EXERCISES TO COMPLETE -
- A) Answer these questions about the paper review, using only what it states:
(i) On which four network setups is the same implementation run?
(ii) What classical solution does the code recover on the single-link case?
(iii) What does the reviewer decide to do with the paper?
- B) Copy word for word the part of the paper review starting at "This is useful" and ending at "from the framework.".

PASSAGE SHOWN -
****************
The paper's main contribution is a forward K-recursion that walks any linear Gaussian DAG in topological order and assembles every required node-pair covariance, including the non-adjacent cross terms that appear when paths branch or merge. Reverse-mode Wirtinger differentiation then produces the gradient of the log-det mutual information with respect to all controllable parameters in one backward pass, after which projected gradient ascent handles the global power constraint. The same implementation is run on single-link MIMO, a diamond network, a two-hop AF relay, and an 11-node multi-layer graph.

What the work does well is remove the need to derive a fresh gradient expression for each new topology. The numerical results show the code recovers the classical water-filling solution on the single-link case and produces measurable MI gains on the other three topologies. Those matches supply concrete evidence that the covariance assembly is accurate enough for the tested graphs.

The remaining soft spot is the lack of an independent algebraic check that the recursion produces exactly the joint covariance matrix needed for the end-to-end MI formula on arbitrary DAGs. The paper rests on numerical agreement rather than a separate proof or exhaustive enumeration of cross terms. A systematic off-by-one error in merging paths would propagate straight into the gradients, though the water-filling match lowers the practical risk.

This is useful for communications researchers who routinely optimize MIMO, relay, or RIS parameters under total-power budgets and want one reusable optimizer instead of case-by-case derivations. A reader working on network-level design problems would get immediate value from the framework.

The paper deserves a serious referee because the core mechanism is new in its generality and the experiments are concrete. I would send it to review.
****************
DATASET EXCERPTS -
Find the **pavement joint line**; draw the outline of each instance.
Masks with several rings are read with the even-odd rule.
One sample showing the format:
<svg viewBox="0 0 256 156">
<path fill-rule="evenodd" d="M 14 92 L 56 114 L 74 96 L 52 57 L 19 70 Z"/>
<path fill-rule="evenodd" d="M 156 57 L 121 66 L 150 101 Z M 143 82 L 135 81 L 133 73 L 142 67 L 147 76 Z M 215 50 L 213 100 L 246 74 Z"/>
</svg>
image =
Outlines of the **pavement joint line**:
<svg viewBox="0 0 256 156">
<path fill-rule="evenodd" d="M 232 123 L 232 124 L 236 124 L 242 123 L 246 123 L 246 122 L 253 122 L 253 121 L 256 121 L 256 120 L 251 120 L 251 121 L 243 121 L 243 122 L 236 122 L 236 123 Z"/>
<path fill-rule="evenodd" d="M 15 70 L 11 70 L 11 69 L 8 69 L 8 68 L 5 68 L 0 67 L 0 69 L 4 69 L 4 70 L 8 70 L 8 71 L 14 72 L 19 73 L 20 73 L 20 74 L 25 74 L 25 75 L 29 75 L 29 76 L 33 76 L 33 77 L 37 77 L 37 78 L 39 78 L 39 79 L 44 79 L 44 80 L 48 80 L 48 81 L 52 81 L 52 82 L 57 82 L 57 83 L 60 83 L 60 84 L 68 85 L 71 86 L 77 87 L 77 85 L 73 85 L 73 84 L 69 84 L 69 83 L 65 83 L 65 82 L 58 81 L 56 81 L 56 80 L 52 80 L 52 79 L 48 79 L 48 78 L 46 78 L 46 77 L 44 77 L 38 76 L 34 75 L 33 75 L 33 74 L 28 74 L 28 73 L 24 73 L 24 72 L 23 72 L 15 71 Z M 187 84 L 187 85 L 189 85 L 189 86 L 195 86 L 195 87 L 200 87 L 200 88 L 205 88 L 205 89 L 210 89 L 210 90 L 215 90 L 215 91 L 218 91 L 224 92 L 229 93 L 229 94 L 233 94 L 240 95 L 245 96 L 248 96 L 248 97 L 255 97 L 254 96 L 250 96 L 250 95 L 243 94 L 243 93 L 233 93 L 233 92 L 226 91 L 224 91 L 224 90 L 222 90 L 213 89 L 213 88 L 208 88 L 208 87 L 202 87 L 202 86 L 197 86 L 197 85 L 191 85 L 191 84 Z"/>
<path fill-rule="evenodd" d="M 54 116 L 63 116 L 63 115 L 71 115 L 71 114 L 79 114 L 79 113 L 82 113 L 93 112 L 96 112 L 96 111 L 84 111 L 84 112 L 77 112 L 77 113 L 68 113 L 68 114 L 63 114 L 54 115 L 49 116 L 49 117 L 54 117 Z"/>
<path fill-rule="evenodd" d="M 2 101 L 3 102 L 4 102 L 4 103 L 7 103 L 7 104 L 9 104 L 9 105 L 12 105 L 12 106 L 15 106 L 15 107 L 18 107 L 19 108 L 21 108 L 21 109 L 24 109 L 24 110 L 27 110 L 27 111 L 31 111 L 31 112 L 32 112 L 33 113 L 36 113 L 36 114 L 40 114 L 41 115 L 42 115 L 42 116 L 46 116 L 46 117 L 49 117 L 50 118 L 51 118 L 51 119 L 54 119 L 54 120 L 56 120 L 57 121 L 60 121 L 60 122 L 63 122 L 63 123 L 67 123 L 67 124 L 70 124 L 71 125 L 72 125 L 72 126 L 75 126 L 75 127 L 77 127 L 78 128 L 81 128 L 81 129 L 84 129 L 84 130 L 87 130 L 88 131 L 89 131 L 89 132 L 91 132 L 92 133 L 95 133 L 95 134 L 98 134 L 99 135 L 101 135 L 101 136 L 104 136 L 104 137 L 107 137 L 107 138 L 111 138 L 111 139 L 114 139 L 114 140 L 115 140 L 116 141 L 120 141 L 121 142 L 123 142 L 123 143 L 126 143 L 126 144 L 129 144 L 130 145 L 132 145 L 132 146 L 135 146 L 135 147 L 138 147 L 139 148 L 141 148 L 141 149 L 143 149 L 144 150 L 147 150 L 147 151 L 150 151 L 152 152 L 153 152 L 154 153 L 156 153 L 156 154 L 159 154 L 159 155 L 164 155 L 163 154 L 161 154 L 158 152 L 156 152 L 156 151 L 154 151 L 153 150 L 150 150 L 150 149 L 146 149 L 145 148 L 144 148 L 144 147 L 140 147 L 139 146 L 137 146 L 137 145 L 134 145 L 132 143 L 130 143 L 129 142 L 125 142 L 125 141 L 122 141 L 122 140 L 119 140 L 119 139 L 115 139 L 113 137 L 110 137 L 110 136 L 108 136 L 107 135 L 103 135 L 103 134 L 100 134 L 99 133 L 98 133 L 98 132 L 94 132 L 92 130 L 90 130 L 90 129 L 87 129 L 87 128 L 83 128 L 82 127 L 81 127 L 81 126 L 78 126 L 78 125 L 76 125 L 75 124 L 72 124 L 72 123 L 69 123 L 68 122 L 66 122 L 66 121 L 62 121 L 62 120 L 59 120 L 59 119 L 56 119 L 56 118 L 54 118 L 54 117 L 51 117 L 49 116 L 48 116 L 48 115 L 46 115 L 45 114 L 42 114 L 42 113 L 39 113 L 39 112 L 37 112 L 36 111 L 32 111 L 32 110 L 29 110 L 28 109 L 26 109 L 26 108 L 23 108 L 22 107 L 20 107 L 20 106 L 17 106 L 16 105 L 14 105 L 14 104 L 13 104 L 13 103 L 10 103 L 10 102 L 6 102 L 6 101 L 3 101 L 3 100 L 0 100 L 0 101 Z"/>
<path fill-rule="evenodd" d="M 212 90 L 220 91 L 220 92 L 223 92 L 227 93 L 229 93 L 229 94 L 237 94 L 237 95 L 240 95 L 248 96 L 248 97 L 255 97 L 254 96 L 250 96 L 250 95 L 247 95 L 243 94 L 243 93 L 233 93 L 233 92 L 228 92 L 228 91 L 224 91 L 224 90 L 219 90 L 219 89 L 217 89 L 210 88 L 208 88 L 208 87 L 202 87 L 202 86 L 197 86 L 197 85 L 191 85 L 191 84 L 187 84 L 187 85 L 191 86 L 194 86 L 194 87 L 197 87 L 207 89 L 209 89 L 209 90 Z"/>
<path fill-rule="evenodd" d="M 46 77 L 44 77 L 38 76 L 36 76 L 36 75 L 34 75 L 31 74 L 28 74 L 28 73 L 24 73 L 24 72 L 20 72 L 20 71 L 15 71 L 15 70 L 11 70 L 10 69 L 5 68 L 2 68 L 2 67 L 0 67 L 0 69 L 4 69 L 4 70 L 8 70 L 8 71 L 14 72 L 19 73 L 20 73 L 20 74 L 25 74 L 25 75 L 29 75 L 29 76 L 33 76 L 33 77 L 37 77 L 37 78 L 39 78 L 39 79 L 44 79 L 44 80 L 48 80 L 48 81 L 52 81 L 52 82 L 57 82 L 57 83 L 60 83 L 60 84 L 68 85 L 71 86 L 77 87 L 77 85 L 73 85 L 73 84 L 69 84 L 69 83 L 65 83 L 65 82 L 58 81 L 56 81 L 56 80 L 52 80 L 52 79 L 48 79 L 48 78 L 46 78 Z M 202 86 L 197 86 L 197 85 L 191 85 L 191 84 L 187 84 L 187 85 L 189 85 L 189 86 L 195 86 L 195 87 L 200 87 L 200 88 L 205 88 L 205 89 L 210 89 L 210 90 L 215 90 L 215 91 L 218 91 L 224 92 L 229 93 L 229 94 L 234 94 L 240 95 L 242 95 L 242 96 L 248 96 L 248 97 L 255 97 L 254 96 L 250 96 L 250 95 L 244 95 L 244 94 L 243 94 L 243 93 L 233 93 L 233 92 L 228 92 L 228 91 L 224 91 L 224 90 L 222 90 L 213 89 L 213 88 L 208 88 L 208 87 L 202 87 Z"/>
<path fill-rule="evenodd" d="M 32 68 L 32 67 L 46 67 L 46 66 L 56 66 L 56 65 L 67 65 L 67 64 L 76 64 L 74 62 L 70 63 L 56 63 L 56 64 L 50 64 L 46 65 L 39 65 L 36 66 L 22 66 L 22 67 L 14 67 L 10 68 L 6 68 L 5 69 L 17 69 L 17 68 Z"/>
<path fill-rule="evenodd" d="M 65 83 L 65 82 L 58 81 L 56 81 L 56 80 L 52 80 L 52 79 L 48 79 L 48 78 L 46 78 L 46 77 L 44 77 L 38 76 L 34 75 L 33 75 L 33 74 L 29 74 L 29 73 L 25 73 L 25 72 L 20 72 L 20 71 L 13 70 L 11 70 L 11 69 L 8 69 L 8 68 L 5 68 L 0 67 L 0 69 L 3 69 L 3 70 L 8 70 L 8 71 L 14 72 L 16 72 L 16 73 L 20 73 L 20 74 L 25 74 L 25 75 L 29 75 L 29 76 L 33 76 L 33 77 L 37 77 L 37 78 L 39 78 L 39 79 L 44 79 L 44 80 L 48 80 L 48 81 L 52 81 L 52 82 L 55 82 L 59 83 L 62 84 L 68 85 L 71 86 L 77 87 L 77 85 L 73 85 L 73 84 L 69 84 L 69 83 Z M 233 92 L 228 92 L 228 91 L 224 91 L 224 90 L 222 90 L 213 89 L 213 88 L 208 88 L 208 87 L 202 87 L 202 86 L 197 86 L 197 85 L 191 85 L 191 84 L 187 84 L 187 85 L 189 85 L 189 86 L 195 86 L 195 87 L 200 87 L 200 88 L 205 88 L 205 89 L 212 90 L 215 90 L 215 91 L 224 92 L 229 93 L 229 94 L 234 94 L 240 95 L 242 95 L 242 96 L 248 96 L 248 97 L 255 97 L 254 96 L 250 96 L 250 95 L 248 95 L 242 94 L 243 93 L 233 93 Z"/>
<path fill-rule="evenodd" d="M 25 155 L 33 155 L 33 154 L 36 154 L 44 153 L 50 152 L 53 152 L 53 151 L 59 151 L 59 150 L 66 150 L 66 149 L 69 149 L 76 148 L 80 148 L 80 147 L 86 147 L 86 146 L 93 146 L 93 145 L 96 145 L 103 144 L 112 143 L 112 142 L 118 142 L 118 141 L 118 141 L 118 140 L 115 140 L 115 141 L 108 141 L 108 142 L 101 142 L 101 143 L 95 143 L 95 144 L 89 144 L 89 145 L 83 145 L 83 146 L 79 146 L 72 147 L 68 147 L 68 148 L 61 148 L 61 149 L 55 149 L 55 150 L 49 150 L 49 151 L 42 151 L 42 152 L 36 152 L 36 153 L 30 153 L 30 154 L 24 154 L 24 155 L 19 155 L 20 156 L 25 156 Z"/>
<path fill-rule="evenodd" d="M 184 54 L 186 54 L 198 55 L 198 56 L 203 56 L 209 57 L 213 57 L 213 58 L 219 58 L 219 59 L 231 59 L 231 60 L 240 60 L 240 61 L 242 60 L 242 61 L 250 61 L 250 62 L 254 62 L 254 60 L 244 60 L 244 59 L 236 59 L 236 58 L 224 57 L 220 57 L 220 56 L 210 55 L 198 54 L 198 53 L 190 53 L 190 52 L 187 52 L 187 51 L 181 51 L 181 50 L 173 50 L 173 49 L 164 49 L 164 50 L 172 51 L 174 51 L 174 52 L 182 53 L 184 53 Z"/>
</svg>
****************
TASK-BY-TASK OUTPUTS -
- A)
(i) Single-link MIMO, a diamond network, a two-hop AF relay, and an 11-node multi-layer graph.
(ii) The water-filling solution.
(iii) Send it to review.

- B)
This is useful for communications researchers who routinely optimize MIMO, relay, or RIS parameters under total-power budgets and want one reusable optimizer instead of case-by-case derivations. A reader working on network-level design problems would get immediate value from the framework.